**Written exercise:** From the line that holds "of the exposed" to the last line of the data, copy everything exactly; leave out all the rest.

(Source data)
━━━━━━━━━━━━━━━━━━━━
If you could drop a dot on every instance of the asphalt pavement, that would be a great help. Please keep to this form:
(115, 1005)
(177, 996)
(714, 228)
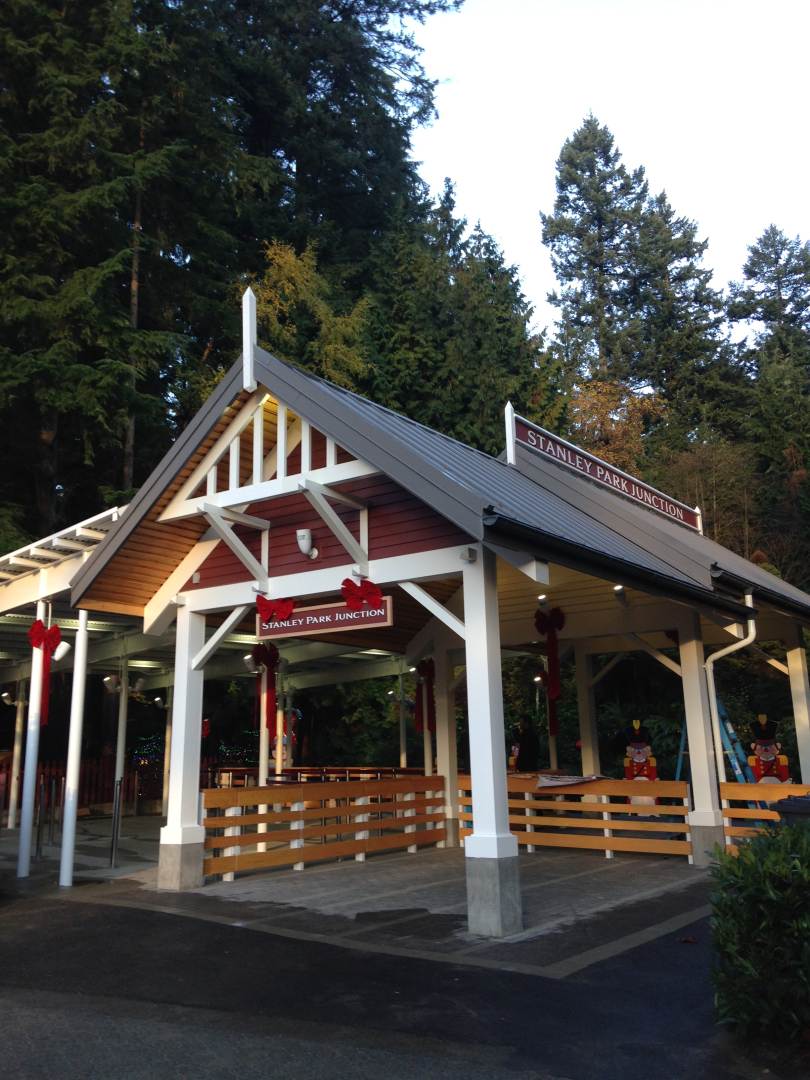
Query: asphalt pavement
(96, 984)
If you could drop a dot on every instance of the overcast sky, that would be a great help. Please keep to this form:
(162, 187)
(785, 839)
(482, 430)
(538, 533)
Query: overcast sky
(711, 96)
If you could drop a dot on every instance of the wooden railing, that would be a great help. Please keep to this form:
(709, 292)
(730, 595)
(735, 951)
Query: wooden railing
(293, 824)
(597, 814)
(745, 807)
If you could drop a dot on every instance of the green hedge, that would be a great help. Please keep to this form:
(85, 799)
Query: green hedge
(760, 926)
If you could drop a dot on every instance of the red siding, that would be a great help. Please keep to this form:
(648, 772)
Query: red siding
(397, 525)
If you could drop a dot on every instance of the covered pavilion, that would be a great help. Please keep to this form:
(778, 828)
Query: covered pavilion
(284, 486)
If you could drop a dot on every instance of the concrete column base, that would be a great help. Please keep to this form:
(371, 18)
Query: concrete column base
(451, 837)
(179, 866)
(705, 838)
(494, 905)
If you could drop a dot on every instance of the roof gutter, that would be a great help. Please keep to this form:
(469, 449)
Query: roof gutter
(783, 604)
(709, 665)
(579, 557)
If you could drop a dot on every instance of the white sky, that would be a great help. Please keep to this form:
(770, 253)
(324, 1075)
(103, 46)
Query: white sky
(711, 97)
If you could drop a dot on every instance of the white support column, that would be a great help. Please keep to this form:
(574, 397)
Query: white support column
(800, 696)
(16, 757)
(279, 756)
(123, 709)
(75, 752)
(446, 744)
(586, 710)
(403, 728)
(421, 689)
(264, 752)
(31, 756)
(167, 751)
(705, 818)
(181, 837)
(493, 877)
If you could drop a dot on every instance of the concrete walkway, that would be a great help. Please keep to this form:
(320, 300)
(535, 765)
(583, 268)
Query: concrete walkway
(579, 907)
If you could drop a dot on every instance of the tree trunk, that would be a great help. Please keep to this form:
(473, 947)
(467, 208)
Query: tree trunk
(45, 474)
(129, 462)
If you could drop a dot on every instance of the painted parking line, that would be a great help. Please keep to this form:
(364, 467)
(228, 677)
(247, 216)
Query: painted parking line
(574, 963)
(554, 971)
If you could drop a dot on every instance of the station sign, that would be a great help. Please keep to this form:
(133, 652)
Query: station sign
(326, 619)
(598, 471)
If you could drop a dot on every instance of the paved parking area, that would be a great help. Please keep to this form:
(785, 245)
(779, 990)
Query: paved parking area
(579, 907)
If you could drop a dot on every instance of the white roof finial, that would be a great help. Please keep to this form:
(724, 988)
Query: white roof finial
(248, 339)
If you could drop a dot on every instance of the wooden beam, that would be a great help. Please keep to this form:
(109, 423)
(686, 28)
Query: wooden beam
(436, 609)
(215, 640)
(226, 534)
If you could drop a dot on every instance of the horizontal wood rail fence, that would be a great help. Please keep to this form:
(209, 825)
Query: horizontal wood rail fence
(746, 807)
(248, 828)
(597, 815)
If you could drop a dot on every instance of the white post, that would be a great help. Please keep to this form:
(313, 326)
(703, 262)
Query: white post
(167, 751)
(264, 752)
(16, 758)
(248, 339)
(75, 752)
(31, 756)
(181, 837)
(123, 707)
(705, 819)
(427, 736)
(800, 696)
(446, 744)
(586, 709)
(403, 728)
(493, 877)
(279, 726)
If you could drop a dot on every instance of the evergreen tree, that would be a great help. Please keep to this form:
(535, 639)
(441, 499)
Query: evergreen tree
(593, 239)
(450, 332)
(149, 149)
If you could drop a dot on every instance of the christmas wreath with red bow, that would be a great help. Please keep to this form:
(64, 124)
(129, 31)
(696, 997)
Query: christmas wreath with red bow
(46, 638)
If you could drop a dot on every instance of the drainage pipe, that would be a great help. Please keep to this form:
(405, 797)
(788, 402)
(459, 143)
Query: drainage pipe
(709, 665)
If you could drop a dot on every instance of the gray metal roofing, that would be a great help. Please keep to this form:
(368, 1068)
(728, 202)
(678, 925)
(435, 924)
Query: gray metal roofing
(484, 496)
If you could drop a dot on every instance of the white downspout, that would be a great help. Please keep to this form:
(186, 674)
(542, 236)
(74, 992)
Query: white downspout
(709, 664)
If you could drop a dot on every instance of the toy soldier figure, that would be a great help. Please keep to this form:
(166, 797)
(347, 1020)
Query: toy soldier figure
(767, 764)
(639, 764)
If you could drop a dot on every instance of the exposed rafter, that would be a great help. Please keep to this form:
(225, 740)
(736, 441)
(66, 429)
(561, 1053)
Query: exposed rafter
(320, 498)
(221, 522)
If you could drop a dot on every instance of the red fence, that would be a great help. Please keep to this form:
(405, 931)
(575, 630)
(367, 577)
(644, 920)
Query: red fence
(96, 783)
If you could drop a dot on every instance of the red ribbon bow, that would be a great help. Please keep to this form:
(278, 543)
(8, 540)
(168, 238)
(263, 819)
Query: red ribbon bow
(548, 623)
(424, 696)
(270, 610)
(359, 596)
(265, 655)
(45, 638)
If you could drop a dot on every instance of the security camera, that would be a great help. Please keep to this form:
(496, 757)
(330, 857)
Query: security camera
(305, 543)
━━━━━━━━━━━━━━━━━━━━
**Solution below:**
If you could drop a dot on every instance of the exposed rafter, that would be a great help. Please keep to this form:
(225, 740)
(736, 441)
(66, 429)
(561, 1053)
Query: exposed rafter
(320, 498)
(221, 522)
If you could drop a dot on every instance of the red fence, that would be a great help. Please keep to this form:
(405, 931)
(575, 630)
(367, 577)
(644, 920)
Query: red fence
(96, 783)
If you could drop a dot on every instance of the red ribbon bow, that would be a great help. Please keep to this form:
(278, 543)
(8, 540)
(168, 238)
(263, 819)
Query: red ribbon bow
(548, 623)
(424, 696)
(270, 610)
(359, 596)
(265, 655)
(45, 638)
If you could drop a dot on every instance of the security camera, that would be a great help. Please keep to this form:
(496, 757)
(330, 857)
Query: security camera
(305, 543)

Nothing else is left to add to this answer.